PROVIDED TEXT Start Marker

So Elizabeth Warren, she of the many “I’ve got a plan for that” memes, is all in on Medicare for All, leading to consternation among her competitors and incredulity among her detractors. Or is she? She’s not abandoning the plan, but the latest version of it wouldn’t see M4A becoming a reality until well into her first term as president. Does this mean that she’s hedging? Perish the thought! She’s just being, you know… cautious.

Elizabeth Warren pushed back against critics of her newly-released plan to phase in implementation of a single-payer health care system, insisting Saturday that she is “fully committed” to Medicare for All and that she plans to first build on existing health care programs because “people need help right now.”

“My commitment to Medicare for All is all the way,” Warren told reporters, responding to critics who’ve questioned the timing behind the release of her implementation plan.

On Friday, the Massachusetts Democrat released a plan outlining how she would transition to a full Medicare for All program, first by using executive action to bring down drug and health care prices and by pushing Congress to pass a bill giving Americans the option to buy in to an expanded government-run Medicare plan. Warren says she’ll then work with Congress to pass pieces of a universal coverage proposal more gradually, with the whole thing being ready “no later than” her third year in office.

This is sounding suspiciously like the sort of strategy that’s being proposed by many of the other Democratic hopefuls. As soon as they get into office, they’ll take “immediate action” to implement their policies by signing a raft of executive orders. Do you know who that sounds like? Donald Trump. And Barack Obama. And pretty much every other president in the modern era.

PROVIDED TEXT End Marker
SOURCE DATA Start Marker

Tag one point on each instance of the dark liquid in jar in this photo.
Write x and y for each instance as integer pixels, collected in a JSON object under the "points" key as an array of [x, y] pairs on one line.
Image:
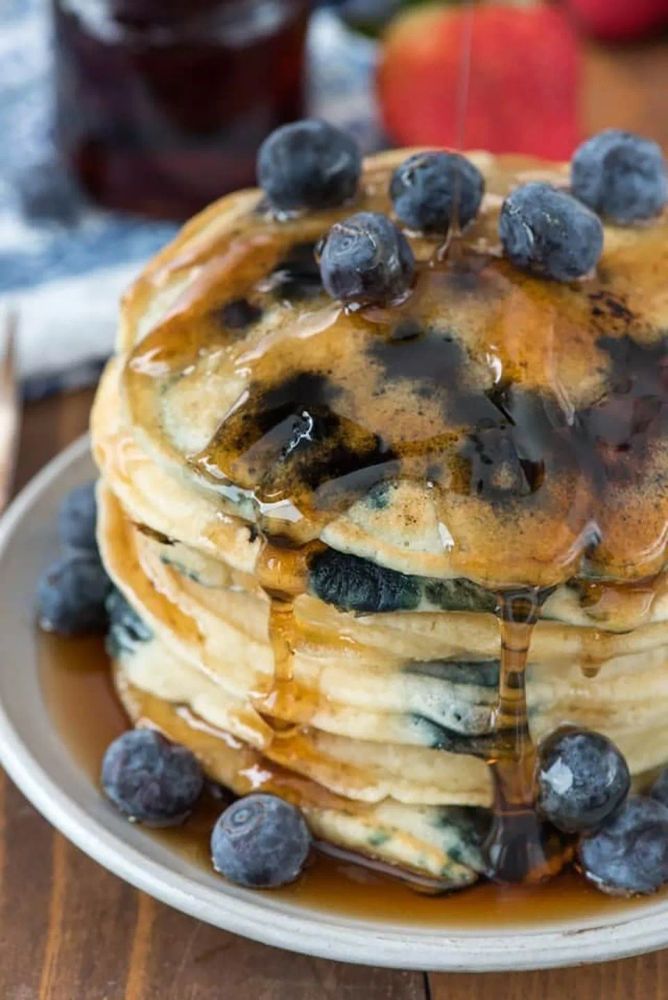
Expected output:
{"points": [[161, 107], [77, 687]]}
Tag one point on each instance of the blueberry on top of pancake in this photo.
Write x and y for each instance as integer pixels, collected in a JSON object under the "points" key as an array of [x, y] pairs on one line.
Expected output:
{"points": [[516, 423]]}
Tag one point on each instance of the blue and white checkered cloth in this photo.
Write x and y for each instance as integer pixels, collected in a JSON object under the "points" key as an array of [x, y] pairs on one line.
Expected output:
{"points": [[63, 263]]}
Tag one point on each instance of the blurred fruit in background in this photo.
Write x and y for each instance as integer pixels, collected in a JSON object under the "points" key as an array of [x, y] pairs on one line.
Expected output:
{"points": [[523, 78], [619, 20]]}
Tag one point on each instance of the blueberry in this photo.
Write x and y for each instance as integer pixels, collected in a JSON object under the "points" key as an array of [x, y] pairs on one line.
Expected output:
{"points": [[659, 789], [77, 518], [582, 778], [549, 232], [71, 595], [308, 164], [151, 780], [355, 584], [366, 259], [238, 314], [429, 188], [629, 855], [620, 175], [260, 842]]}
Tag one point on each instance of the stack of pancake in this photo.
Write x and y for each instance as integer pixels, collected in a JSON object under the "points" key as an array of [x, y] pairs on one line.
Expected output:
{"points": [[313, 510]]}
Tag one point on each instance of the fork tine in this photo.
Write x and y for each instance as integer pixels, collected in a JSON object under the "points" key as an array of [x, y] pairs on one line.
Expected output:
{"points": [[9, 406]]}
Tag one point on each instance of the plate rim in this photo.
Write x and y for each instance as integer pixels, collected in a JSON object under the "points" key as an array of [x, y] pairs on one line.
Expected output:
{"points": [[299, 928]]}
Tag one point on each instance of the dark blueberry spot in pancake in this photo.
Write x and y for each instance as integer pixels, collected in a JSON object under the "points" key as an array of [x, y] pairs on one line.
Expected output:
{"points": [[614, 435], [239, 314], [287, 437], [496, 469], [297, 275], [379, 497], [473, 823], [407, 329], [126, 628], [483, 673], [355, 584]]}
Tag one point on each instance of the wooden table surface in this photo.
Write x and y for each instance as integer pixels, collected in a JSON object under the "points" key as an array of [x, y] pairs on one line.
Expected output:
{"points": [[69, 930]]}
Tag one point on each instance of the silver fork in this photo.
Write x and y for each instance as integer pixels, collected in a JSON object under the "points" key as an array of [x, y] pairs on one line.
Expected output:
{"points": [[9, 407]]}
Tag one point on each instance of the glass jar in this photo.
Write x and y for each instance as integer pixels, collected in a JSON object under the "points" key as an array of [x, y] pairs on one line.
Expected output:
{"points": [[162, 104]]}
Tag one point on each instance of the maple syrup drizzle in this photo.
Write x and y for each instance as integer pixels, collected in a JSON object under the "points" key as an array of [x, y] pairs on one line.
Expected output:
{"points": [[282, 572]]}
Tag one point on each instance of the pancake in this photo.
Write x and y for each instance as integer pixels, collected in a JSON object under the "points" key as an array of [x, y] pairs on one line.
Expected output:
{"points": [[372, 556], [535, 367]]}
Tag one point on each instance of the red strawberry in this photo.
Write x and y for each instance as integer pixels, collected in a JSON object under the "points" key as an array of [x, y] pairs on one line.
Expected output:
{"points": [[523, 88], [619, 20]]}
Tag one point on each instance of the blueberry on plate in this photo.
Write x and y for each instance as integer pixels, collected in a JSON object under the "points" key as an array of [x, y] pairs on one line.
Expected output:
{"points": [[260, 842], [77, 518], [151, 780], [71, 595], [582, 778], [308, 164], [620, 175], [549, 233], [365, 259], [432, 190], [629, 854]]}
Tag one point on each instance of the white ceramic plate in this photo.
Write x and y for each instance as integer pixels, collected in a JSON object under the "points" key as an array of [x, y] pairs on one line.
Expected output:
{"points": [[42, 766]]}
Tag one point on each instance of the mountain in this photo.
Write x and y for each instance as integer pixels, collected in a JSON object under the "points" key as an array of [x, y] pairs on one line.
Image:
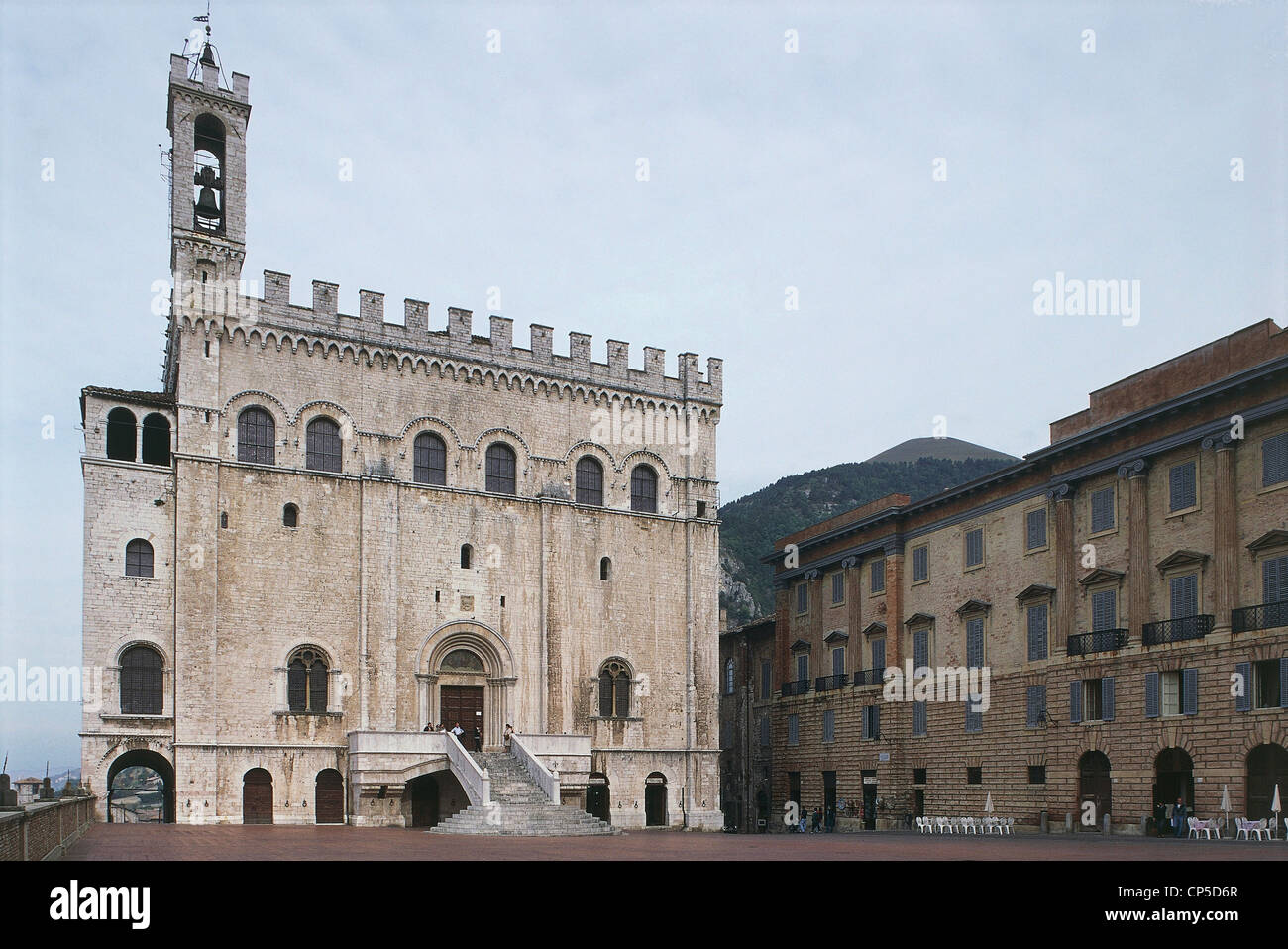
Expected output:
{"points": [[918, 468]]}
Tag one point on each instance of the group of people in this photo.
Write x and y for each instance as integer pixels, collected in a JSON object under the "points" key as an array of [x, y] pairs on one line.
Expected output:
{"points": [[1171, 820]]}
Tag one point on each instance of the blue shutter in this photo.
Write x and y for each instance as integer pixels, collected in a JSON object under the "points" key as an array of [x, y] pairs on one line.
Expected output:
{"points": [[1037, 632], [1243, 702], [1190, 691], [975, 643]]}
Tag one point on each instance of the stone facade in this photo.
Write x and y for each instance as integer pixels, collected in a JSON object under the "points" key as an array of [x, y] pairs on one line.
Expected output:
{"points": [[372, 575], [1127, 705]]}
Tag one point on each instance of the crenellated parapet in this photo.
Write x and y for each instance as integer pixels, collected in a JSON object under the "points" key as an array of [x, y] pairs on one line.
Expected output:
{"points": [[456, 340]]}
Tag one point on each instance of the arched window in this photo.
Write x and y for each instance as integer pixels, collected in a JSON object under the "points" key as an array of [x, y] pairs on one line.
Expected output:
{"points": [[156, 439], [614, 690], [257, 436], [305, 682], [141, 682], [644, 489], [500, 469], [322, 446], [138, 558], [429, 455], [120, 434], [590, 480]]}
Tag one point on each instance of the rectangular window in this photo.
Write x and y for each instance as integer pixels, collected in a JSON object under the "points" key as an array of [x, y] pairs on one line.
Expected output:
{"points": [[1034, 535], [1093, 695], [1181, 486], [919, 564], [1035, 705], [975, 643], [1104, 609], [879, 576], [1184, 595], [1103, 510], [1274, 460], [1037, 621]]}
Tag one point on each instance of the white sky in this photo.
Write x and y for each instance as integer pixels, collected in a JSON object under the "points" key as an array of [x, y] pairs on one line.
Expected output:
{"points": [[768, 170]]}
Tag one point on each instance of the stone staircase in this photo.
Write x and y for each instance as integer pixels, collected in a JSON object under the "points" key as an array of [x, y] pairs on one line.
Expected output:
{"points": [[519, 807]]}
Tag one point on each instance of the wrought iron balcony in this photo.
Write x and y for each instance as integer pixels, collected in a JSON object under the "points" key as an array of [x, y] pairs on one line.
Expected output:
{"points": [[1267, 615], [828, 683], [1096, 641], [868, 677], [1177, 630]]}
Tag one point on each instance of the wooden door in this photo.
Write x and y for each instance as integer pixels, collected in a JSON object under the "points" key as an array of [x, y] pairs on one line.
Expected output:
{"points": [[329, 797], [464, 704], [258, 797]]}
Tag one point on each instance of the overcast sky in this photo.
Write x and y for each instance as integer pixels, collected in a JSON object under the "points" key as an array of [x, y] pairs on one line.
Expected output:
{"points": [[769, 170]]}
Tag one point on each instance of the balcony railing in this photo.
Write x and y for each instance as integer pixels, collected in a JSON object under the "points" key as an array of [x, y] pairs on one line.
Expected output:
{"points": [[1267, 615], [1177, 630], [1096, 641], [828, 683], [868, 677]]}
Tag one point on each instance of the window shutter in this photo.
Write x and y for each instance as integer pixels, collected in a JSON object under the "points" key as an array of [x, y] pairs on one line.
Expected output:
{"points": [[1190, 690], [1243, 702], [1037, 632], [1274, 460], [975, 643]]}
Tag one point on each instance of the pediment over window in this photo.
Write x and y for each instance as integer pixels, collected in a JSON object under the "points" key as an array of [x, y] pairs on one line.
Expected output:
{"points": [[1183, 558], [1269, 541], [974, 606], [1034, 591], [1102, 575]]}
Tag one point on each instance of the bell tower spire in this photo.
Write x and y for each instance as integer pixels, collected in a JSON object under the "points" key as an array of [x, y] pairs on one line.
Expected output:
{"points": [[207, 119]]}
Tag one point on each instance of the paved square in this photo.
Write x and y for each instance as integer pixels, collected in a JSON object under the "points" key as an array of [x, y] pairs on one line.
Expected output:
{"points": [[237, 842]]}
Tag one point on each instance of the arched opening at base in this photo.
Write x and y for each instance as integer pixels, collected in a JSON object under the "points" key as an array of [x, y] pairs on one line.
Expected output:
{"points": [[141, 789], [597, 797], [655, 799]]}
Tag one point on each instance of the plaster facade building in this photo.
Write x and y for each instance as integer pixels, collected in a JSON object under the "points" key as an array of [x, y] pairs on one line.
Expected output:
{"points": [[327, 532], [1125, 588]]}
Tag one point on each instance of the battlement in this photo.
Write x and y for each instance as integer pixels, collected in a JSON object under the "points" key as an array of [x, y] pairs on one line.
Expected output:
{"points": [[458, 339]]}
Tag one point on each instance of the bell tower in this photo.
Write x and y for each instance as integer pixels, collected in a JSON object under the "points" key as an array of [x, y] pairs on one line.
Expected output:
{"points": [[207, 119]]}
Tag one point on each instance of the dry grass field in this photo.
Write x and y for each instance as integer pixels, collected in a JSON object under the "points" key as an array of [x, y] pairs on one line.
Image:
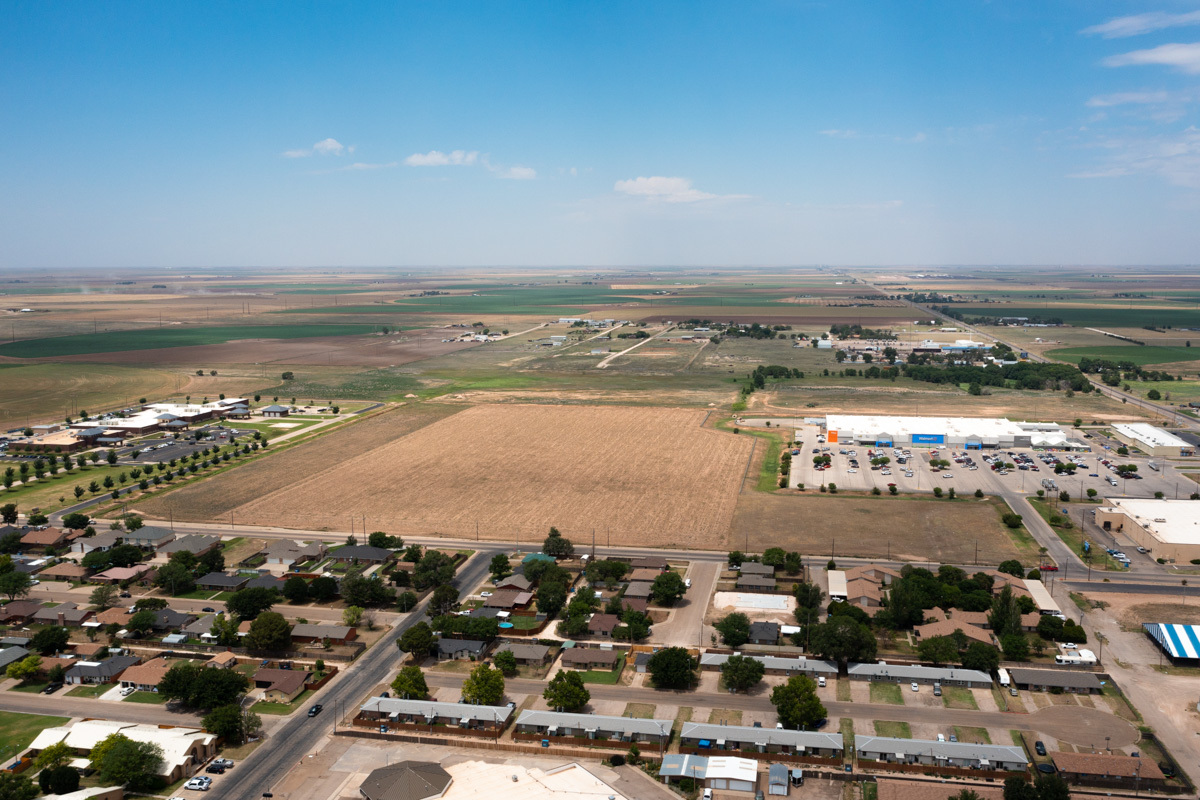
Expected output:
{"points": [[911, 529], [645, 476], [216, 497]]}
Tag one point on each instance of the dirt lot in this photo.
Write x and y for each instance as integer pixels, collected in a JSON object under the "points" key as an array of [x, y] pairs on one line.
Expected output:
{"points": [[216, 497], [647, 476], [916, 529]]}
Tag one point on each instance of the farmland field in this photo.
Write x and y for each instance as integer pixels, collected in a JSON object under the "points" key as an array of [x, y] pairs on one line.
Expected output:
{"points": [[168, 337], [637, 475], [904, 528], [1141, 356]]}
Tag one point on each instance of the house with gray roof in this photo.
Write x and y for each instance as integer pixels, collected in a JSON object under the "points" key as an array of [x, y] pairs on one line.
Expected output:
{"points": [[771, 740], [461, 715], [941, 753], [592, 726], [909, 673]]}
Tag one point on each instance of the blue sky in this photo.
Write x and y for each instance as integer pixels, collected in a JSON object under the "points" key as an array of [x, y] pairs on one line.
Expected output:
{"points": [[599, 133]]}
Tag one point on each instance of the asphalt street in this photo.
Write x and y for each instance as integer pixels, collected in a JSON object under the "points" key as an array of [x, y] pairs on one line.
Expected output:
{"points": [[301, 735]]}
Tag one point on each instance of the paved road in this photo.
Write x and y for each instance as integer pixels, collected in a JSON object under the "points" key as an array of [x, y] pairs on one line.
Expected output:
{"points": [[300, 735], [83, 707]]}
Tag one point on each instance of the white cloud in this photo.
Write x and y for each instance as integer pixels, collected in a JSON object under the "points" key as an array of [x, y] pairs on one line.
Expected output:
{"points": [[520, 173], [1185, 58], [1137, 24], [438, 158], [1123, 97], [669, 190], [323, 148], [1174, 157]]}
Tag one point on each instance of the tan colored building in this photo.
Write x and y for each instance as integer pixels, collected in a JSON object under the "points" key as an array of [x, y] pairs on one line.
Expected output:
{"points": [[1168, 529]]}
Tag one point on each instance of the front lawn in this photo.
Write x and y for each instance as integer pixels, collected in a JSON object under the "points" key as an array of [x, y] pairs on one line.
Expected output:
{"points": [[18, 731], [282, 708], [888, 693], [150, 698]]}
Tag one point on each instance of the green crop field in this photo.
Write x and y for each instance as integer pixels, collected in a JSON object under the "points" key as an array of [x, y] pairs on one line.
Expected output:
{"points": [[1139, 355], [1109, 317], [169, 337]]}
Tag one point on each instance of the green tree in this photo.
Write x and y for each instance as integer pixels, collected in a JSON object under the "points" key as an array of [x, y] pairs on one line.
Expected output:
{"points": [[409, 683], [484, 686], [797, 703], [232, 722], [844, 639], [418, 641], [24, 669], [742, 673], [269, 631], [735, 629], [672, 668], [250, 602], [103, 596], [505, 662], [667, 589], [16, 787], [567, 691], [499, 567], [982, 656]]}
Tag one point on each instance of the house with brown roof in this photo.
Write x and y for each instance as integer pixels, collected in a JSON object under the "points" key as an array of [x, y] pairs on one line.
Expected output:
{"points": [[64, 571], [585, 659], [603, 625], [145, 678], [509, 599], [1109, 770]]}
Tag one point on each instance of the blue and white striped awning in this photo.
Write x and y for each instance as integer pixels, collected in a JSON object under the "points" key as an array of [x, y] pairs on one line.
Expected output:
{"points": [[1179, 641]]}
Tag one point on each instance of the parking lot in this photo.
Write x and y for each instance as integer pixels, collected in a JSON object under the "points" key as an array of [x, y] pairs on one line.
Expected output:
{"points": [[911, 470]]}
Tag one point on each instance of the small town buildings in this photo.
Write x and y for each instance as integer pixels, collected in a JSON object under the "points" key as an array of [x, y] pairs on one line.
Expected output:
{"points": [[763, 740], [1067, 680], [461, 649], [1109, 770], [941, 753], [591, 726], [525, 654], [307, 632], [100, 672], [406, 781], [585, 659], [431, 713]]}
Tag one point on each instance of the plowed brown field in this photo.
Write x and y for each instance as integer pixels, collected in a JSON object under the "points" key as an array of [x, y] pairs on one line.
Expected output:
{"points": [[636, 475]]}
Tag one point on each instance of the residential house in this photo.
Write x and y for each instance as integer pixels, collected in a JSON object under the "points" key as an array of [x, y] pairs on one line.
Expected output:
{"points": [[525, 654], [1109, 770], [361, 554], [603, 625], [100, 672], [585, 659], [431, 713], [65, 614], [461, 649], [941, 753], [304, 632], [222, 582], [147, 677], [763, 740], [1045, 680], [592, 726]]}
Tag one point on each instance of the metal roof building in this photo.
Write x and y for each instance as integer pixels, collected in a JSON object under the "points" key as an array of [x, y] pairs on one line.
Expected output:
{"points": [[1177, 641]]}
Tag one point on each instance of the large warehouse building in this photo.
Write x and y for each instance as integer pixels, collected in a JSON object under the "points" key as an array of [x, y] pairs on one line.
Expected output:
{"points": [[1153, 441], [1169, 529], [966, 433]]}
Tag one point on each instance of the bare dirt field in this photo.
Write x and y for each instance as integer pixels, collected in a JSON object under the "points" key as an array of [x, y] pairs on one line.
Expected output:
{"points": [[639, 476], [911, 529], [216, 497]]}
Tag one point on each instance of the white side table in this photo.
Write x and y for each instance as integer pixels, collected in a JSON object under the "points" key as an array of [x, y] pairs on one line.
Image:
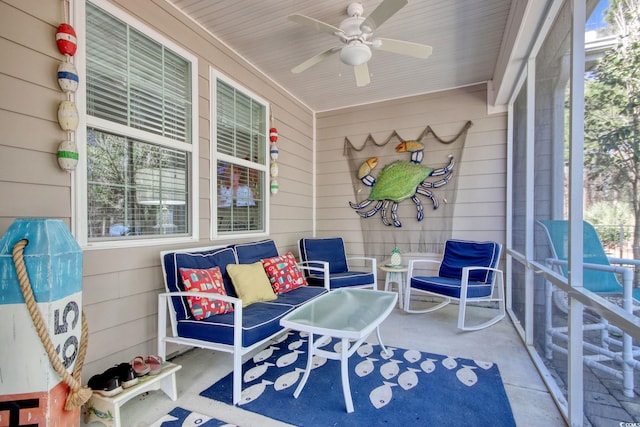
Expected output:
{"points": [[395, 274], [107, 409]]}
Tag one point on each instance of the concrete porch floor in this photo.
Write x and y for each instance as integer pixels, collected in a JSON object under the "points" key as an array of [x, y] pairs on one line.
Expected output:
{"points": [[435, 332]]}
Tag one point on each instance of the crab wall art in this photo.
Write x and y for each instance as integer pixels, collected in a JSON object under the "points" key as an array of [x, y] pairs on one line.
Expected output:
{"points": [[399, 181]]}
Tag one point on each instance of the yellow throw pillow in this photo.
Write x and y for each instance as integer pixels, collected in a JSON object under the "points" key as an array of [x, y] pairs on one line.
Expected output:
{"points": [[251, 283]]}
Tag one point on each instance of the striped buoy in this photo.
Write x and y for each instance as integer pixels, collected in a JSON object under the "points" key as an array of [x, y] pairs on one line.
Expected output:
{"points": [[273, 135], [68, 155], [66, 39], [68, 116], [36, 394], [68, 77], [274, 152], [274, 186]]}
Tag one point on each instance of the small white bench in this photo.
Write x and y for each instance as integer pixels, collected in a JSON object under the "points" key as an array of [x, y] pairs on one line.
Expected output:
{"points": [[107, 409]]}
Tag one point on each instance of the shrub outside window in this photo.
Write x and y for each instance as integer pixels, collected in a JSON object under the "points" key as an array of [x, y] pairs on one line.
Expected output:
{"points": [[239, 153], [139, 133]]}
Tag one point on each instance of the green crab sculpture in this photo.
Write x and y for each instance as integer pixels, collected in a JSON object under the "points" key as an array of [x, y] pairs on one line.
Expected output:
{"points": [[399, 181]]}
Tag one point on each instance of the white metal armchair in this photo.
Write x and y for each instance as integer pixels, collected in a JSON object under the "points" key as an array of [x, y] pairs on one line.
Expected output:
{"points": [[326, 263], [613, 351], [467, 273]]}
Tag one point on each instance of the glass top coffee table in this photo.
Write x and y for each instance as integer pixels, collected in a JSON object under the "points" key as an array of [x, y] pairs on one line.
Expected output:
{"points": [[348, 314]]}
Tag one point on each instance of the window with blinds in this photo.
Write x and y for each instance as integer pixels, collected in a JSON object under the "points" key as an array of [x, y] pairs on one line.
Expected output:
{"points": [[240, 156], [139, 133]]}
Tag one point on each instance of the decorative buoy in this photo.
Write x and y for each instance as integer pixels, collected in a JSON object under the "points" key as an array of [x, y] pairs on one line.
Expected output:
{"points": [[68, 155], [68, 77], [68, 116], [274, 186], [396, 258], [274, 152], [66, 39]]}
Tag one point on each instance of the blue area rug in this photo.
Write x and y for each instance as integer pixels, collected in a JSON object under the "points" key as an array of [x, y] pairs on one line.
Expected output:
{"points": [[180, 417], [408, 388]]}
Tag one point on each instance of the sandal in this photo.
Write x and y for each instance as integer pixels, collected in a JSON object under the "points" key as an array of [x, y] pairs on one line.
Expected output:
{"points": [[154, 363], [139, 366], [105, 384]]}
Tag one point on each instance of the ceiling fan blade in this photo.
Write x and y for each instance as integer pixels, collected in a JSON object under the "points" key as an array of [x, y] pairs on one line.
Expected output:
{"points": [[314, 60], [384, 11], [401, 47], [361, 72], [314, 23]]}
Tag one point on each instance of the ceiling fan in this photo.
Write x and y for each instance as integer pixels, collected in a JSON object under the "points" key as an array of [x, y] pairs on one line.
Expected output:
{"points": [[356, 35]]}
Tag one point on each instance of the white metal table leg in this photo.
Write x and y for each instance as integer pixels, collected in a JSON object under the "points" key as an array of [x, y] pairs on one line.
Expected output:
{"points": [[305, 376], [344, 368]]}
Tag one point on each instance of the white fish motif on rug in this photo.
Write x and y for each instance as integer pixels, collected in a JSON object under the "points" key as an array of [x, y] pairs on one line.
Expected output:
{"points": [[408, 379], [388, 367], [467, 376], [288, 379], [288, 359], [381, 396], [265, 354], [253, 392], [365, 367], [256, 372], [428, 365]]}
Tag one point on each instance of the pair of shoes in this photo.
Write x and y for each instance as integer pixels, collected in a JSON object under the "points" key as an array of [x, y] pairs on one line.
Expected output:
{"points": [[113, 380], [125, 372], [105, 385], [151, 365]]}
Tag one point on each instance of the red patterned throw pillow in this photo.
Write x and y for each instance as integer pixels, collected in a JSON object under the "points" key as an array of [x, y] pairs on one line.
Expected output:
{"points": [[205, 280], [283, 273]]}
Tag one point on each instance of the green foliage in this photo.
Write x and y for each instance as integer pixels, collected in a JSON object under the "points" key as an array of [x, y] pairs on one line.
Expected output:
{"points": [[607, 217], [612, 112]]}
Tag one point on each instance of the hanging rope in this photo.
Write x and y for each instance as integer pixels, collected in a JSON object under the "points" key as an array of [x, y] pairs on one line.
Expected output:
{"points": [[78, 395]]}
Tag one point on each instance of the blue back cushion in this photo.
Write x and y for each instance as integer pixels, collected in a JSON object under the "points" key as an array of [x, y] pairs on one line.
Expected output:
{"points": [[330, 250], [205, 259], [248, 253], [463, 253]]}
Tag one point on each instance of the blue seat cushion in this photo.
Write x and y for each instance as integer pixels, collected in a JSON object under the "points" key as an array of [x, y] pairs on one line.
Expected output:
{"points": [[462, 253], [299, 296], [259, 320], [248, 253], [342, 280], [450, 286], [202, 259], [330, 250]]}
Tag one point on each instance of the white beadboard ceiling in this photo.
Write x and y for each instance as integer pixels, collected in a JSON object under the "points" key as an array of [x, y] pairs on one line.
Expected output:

SOURCE DATA End Marker

WORK TASK 1: According to the passage about Elizabeth Warren's Medicare for All plan, by when does she say the full program will be ready?
WORK TASK 2: Continue the passage about Elizabeth Warren's Medicare for All plan, starting after its final sentence.

OUTPUT 1: No later than her third year in office.

OUTPUT 2:
Correct me if I’m wrong here, but I thought jamming through constitutionally dubious rules via executive order was a bad thing. They’ve all been complaining about Trump’s executive orders. (Of course, the President complained about Obama’s also, and so on, and so on.) Or maybe it’s only bad if a Republican does it.

But Warren’s plans for such orders are particularly toxic in a free capitalist society. It’s bad enough when Congress or state and municipal legislatures pass laws telling businesses how they should operate, what they can charge for goods and services or how much they must pay their workers. It unbalances the system and generally leads to job losses and closures. But if a single person can sign a piece of paper and dictate how much anyone can charge for medicine (or anything else for that matter), chaos is on the way. That’s not to say that drug prices aren’t outrageous and a solution needs to be found, but to have Warren do it via executive order can’t possibly end well.

As far as holding off on M4A until her third year in office, this is likely just a case of Warren giving a nod to reality without coming out and saying it. That sort of massive reimagining of the nation’s health insurance and healthcare structure can’t possibly be done by an EO. She’s going to need Congress to pass something that massive, and given the broad unpopularity of any plan that eliminates private insurance, the votes won’t exist to do this.

In other words, her M4A scheme is a pipe dream, but in the event that she’s somehow elected, she doesn’t want to be held accountable for failing to deliver until well into her term. And then she can take a page from all the other presidents’ playbooks and simply blame Congress for their inaction on the project. Of course, if the nation puts this socialist in office and gives the Senate back to her party, the economy will likely have already tanked so badly that nobody will notice that they don’t have “free” Medicare coverage. They’ll be too busy trying to make sure they don’t lose their homes.